◆ **Material for the task**:
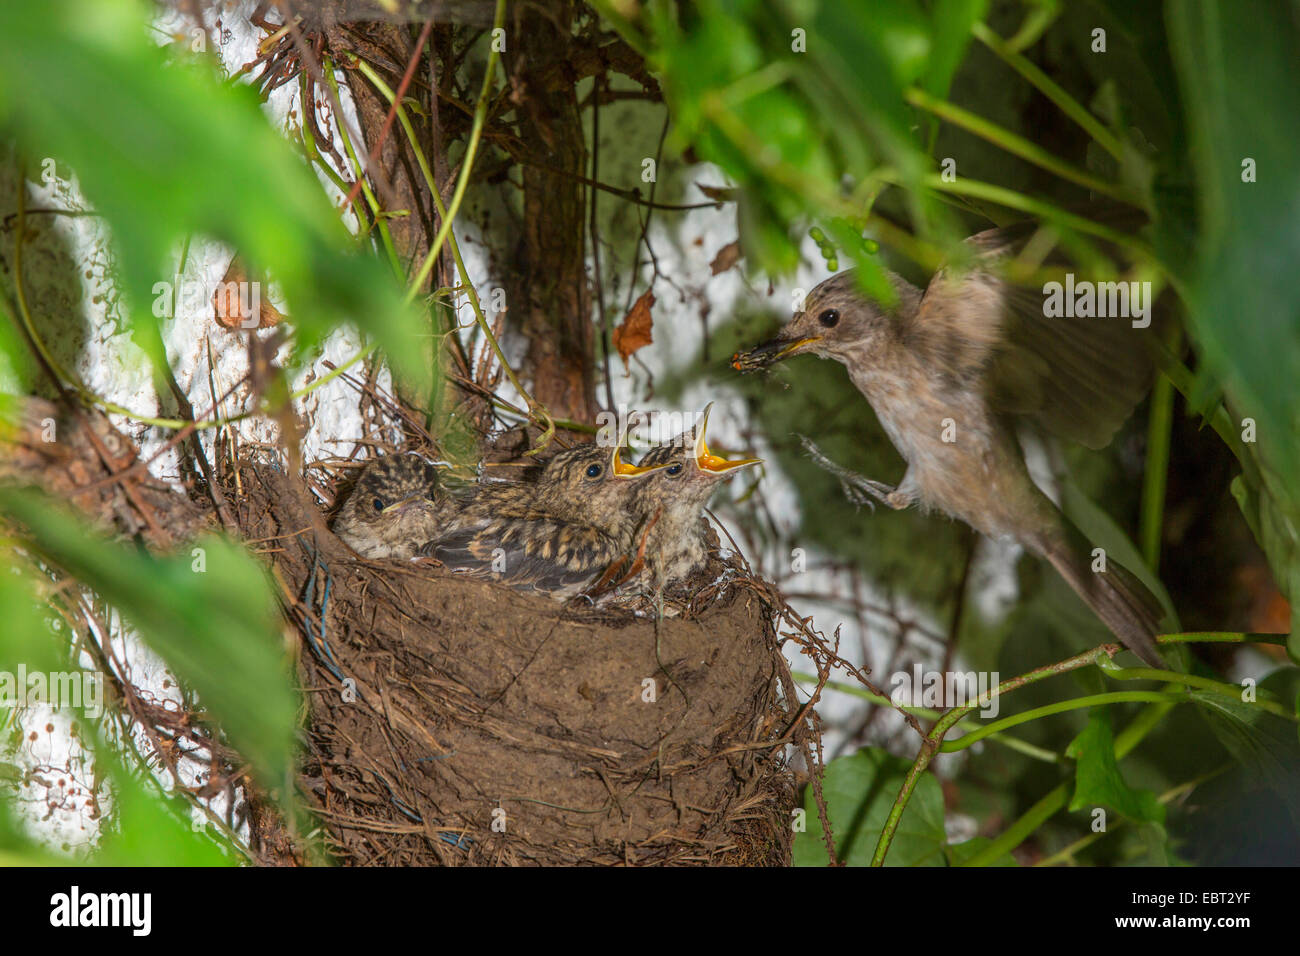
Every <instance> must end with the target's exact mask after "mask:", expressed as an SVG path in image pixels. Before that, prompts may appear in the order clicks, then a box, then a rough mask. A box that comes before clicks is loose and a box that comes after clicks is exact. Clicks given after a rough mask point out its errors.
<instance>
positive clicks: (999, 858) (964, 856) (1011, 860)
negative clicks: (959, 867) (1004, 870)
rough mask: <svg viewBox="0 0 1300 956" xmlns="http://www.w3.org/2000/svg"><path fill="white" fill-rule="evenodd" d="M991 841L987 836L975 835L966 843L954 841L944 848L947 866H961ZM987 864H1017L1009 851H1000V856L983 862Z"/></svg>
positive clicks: (987, 847)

◆ **About this exercise**: Beginning at the line that contains "negative clicks: (959, 867) (1004, 870)", retype each line of the listing up to and including the last one, exactly as it stands, and nothing else.

◆ **Answer**:
negative clicks: (959, 867) (1004, 870)
rough mask: <svg viewBox="0 0 1300 956" xmlns="http://www.w3.org/2000/svg"><path fill="white" fill-rule="evenodd" d="M991 841L987 836L975 835L966 843L954 841L944 848L947 866H961ZM987 864H1017L1009 851H1000V856L983 862Z"/></svg>
positive clicks: (987, 847)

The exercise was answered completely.